_任务说明_
**1.** 摘录文档段落中从“而对于链表实现的List其对”开始、一直到“所以使用迭代器遍历效率更高。”为止的全部文字。
**2.** 根据文档段落，对于链表实现的List，使用下标遍历所有元素的时间复杂度是多少？

对于数组实现的List及其对应的Iterator/ListIterator实现来说，比如ArrayList、Vector。List.get()方法、Iterator.next()方法、ListIterator.next()方法、ListIterator.previous()方法的时间复杂度都为O(1)。所以使用下标遍历所有元素的时间复杂度为O(N)，使用迭代器遍历所有元素的时间复杂度也为O(N)。但是下标遍历的方式执行的代码更少更简单，所以效率稍高。
而对于链表实现的List其对应的Iterator/ListIterator实现来说，List.get()方法的时间复杂度为O(N)，Iterator.next()方法、ListIterator.next()方法、ListIterator.previous()方法的时间复杂度都为O(1)。所以使用下标遍历所有元素的时间复杂度为O(N*N)，使用迭代器遍历所有元素的时间复杂度为O(N)。所以使用迭代器遍历效率更高。

Java集合框架中，提供了一个RandomAccess接口，该接口没有方法，只是一个标记。通常被List接口的实现类使用，用来标记该List的实现类是否支持Random Access。一个集合类实现了该接口，就意味着它支持Random Access，按位置读取元素的平均时间复杂度为O(1)，比如ArrayList。而没有实现该接口的，就表示不支持Random Access，比如LinkedList。所以推荐的做法就是，如果想要遍历一个List，如果其实现了RandomAccess接口，那么使用下标遍历效率更高，否则的话使用迭代器遍历效率更高。

_提供的材料_
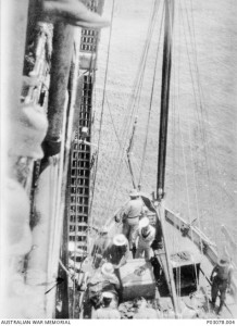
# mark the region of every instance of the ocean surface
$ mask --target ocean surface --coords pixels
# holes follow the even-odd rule
[[[157,9],[148,33],[153,0],[105,0],[103,14],[111,18],[111,28],[101,33],[93,96],[92,141],[99,146],[93,150],[98,164],[91,218],[97,225],[113,216],[133,188],[125,161],[136,115],[136,183],[145,192],[155,191],[163,1]],[[165,176],[165,205],[187,221],[197,218],[219,252],[227,246],[234,260],[236,251],[221,226],[237,239],[236,16],[234,0],[175,0]]]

_答复_
**1.**
而对于链表实现的List其对应的Iterator/ListIterator实现来说，List.get()方法的时间复杂度为O(N)，Iterator.next()方法、ListIterator.next()方法、ListIterator.previous()方法的时间复杂度都为O(1)。所以使用下标遍历所有元素的时间复杂度为O(N*N)，使用迭代器遍历所有元素的时间复杂度为O(N)。所以使用迭代器遍历效率更高。

**2.** 时间复杂度为O(N*N)。